■ Travail à effectuer:
1. Résumez en trois phrases l'extrait de dictionnaire consacré à « consommer ».
2. Répondez aux questions suivantes sur l'extrait de dictionnaire consacré à « consommer » :
(a) Quelle forme, selon l'extrait, devrait-on naturellement employer à la place du nom « consommé » ?
(b) Quel est le second sens du verbe « consommer » ?
(c) D'après Vaugelas, qu'est-ce qui a fait confondre « consommer » et « consumer » ?
3. Poursuivez l'extrait de dictionnaire consacré à « consommer » à partir de l'endroit où il s'arrête.

■ Extrait:
· · · · ·

CONSOMMÉ, s. m. [Konsomé: 1re lon. 3e é fer.] On dit, un consommé de viandes, ou simplement, un consommé, et non pas un consumé; quoiqu' on dût naturellement dire celui-ci. C' est une des bisârreries de l' usage. _ Bouillon fort succulent d' une viande extrêment cuite. "Faire, prendre, avaler un consommé: il ne vit que de consommés. "Un consommé de viandes, de perdrix, de chapons, etc.

CONSOMMER


CONSOMMER, v. a. [Konsomé: 1re lon. 3e é fer.] Ce verbe a deux sens, le 1er, le principal et le plus ordinaire, est achever, acomplir, mettre en sa perfection. "Consommer un mariage, une afaire. "Toutes les Prophéties ont été consommées dans N. S. J. C. _ "Faire consommer de la viande, la faire tellement cuire, que presque tout le suc, toute la substance soit dans le bouillon. = Le 2d sens, c' est détruire par l' usage les denrées. Consommer des fourrages, des provisions de bouche.
   CONSOMMÉ, ÉE, part. et adj. "Vertu, sagesse, science consommée, parfaite, acomplie. _ Homme consommé en science, très-savant. On dit aussi, sans régime, homme consommé, savant consommé, on sous-entend, en vertu, en science.
   REM. 1°. La Touche prétend qu' on confond consommer et consumer en plusieurs phrâses, comme: consommer, ou consumer des denrées, du blé, du vin, du bois, etc. _ L' Acad. ne dit, en ce sens, que consommer, et c' est l' usage actuel. _ Ce qui a fait confondre ces deux mots, dit Vaugelas, c' est que l' un et l' autre emporte avec soi le sens et la signification d' achever. _ Il y a pourtant une étrange diférence entre ces deux mots, dit M. Beauzée, entre ces deux manières d' achever; car consumer achève en détruisant, et consommer en perfectionant. "Un homme consommé dans les sciences, n' a certainement pas consumé tout son temps dans l' inaction ou dans les frivolités: "Il est nécessaire, pour consommer le Sacrifice de la Messe, que le Prêtre consume les espèces consacrées. Beauzée, synon. Voy. CONSOMMATION.

· · · · ·

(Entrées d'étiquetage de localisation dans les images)
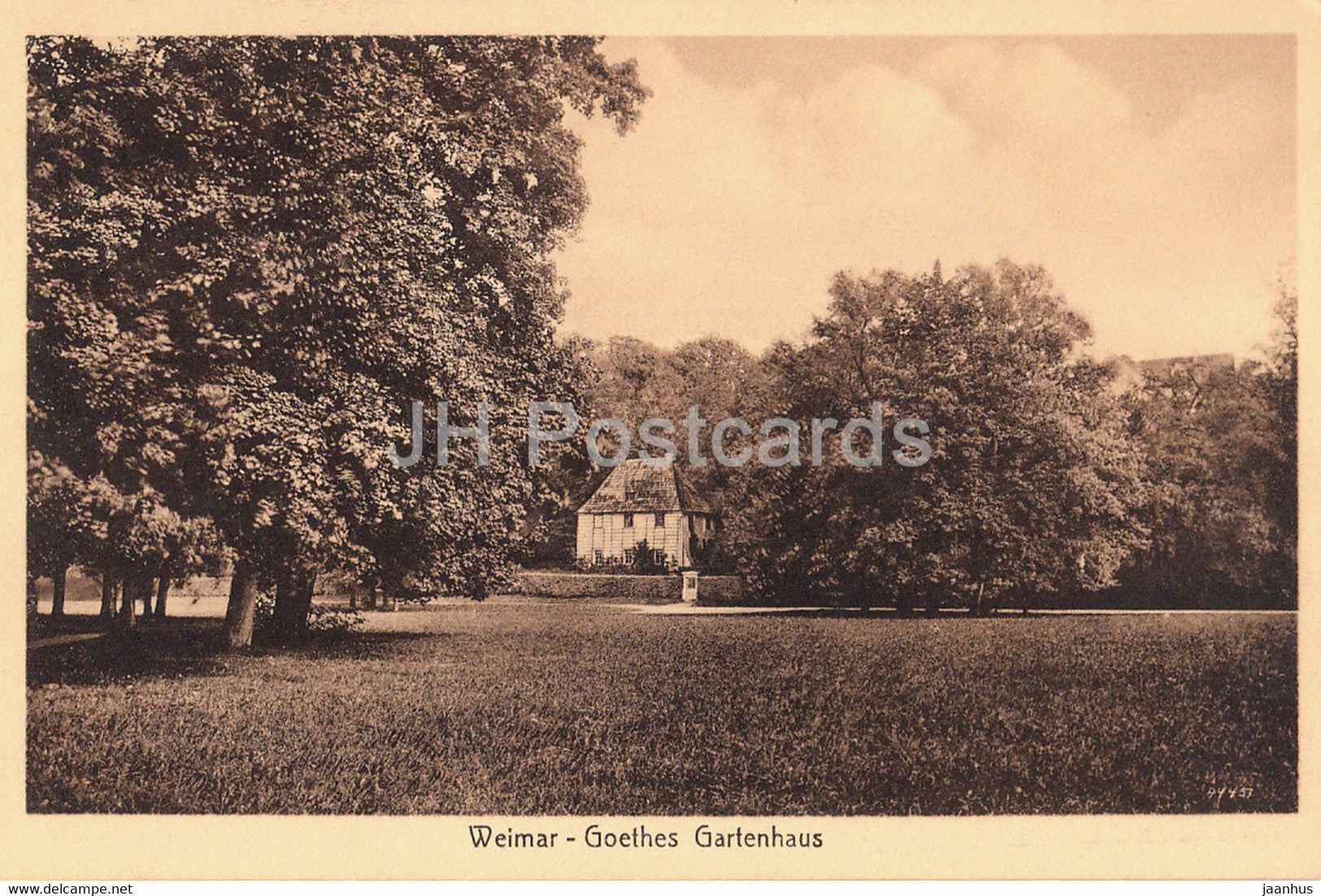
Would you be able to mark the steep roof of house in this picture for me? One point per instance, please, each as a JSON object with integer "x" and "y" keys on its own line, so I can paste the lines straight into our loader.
{"x": 636, "y": 486}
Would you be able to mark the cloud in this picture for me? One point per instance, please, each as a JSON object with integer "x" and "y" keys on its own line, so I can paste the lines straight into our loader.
{"x": 732, "y": 204}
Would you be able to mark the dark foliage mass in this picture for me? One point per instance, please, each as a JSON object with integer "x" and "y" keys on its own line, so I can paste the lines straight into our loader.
{"x": 246, "y": 255}
{"x": 530, "y": 710}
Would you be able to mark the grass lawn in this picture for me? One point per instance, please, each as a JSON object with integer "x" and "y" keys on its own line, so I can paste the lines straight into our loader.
{"x": 585, "y": 709}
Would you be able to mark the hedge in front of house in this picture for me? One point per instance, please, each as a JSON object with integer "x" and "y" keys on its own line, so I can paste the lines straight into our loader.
{"x": 722, "y": 591}
{"x": 627, "y": 589}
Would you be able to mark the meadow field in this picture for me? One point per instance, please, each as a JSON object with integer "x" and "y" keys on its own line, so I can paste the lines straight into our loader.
{"x": 538, "y": 707}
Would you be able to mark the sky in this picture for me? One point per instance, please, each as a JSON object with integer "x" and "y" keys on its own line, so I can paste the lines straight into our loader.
{"x": 1152, "y": 177}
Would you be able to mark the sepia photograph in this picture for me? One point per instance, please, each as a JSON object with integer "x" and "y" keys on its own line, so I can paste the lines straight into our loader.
{"x": 697, "y": 437}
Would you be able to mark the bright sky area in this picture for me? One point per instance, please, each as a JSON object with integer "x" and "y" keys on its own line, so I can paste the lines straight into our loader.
{"x": 1154, "y": 177}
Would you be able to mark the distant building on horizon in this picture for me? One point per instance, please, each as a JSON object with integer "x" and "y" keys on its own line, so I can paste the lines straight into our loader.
{"x": 641, "y": 507}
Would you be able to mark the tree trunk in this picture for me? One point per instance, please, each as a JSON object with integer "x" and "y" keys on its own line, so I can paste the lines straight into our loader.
{"x": 109, "y": 591}
{"x": 130, "y": 595}
{"x": 59, "y": 581}
{"x": 162, "y": 594}
{"x": 976, "y": 606}
{"x": 238, "y": 615}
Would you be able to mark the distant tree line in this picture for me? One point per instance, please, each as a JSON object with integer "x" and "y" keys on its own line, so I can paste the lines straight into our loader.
{"x": 1054, "y": 479}
{"x": 245, "y": 257}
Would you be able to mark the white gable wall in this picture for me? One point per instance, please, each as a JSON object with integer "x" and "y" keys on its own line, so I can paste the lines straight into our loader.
{"x": 608, "y": 534}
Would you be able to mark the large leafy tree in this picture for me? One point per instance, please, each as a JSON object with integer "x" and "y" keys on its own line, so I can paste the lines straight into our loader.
{"x": 1222, "y": 494}
{"x": 1029, "y": 484}
{"x": 302, "y": 237}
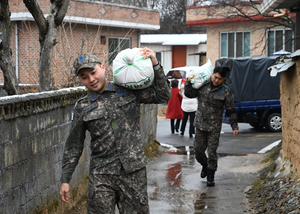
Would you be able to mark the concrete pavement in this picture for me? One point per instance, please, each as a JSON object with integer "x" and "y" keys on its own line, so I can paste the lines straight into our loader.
{"x": 174, "y": 184}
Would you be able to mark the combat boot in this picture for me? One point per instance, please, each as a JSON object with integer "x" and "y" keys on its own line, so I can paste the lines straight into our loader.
{"x": 210, "y": 177}
{"x": 204, "y": 171}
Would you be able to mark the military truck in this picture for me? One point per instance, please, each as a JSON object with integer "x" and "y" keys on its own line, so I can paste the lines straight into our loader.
{"x": 256, "y": 93}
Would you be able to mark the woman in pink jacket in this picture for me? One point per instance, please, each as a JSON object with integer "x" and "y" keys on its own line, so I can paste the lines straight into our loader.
{"x": 174, "y": 110}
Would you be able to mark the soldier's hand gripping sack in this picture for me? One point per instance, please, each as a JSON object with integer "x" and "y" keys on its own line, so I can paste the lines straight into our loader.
{"x": 130, "y": 70}
{"x": 202, "y": 74}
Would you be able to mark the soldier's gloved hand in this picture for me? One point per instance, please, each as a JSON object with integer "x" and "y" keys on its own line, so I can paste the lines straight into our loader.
{"x": 235, "y": 132}
{"x": 191, "y": 76}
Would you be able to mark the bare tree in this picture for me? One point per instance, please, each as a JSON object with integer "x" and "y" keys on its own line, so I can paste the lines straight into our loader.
{"x": 47, "y": 35}
{"x": 172, "y": 16}
{"x": 6, "y": 60}
{"x": 248, "y": 10}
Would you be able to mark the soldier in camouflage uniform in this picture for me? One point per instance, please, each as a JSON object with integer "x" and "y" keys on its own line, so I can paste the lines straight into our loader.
{"x": 112, "y": 115}
{"x": 212, "y": 98}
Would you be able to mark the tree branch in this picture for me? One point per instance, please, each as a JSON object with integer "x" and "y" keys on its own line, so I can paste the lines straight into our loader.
{"x": 37, "y": 14}
{"x": 62, "y": 11}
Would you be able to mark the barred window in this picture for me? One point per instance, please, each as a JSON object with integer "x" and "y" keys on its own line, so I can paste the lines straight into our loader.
{"x": 235, "y": 44}
{"x": 279, "y": 39}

· · · · ·

■ Réponses:
1. Le nom « consommé » désigne un bouillon très succulent tiré d'une viande longuement cuite, et l'usage impose cette forme plutôt que « consumé ». Le verbe « consommer » a deux sens : le principal est achever, accomplir, mettre en sa perfection, et le second est détruire les denrées par l'usage. Une remarque finale reprend Beauzée pour distinguer les deux verbes : « consumer » achève en détruisant, tandis que « consommer » achève en perfectionnant.

2.
(a) « Consumé ».
(b) Détruire par l'usage les denrées.
(c) L'un et l'autre emportent avec eux le sens et la signification d'achever.

3.
   * 2°. Le P. Sicard a donc mal parlé, quand il a dit: Nous descendîmes de la montagne comme Abraham, sans avoir consumé (consommé) le sacrifice, que nous espérions ofrir au Seigneur. Miss. du Lev.

CONSOMPTION


CONSOMPTION, s. f. [Kon-sonp-cion, en vers, ci-on: 1re et 2e lon.] Il se dit de certaines chôses qui se consument. "Il se fait une grande consomption de bois dans ce fourneau: la victime fut brûlée jusqu' à entière consomption. La consomption des espèces sacramentelles dans l' Eucharistie. Pour les denrées, on dit, consommation. Voyez ce mot. = 2°. Consomption est une espèce de phthisie fort commune en Angleterre, qui consume et dessèche le poumon, les entrâilles et toute la substance du corps. "Il est mort de la consomption. _ On dit aussi, d' une persone qui dépérit, qu' elle est malade de consomption.

CONSONANCE


CONSONANCE, s. f. CONSONANT, adj. masc. [1re et 3e lon.] La consonance est, en Musique, l' acord de deux sons, dont l' union plaît à l' oreille. Consonance parfaite, ou imparfaite. Varier les consonances. = Consonance est, en Gramaire, l' uniformité ou ressemblance de sons dans la terminaison des mots, qui riment ensemble. "Il faut éviter les consonances dans la phrâse.
   CONSONANT se dit, en Musique, d' un acord formé par des consonances: Acord consonant.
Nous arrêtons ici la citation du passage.